RECORD EXTRACTS:

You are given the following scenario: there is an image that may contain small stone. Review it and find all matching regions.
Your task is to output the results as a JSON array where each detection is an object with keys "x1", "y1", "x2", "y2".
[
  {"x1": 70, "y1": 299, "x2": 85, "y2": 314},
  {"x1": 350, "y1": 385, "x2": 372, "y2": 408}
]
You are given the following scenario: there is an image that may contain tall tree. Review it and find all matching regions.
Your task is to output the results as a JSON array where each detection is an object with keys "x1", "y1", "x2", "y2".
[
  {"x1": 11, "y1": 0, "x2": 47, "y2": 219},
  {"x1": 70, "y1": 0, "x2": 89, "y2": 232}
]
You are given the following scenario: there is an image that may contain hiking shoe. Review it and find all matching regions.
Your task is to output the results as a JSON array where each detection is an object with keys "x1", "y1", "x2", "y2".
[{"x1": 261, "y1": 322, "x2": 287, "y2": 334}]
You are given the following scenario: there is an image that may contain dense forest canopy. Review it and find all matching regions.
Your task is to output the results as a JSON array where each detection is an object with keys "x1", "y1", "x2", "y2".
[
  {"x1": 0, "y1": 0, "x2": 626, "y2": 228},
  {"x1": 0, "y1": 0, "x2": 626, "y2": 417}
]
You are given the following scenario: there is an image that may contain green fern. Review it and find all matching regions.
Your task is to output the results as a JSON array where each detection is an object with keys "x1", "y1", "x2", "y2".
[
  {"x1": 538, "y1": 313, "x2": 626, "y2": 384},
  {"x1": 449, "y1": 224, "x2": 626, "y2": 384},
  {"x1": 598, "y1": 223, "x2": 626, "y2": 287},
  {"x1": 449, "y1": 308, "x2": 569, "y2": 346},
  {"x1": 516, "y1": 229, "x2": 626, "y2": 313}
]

EXERCISE INSTRUCTIONS:
Please count the lines above that contain the word "shoe" and reply with the number alone.

WRITTEN ANSWER:
1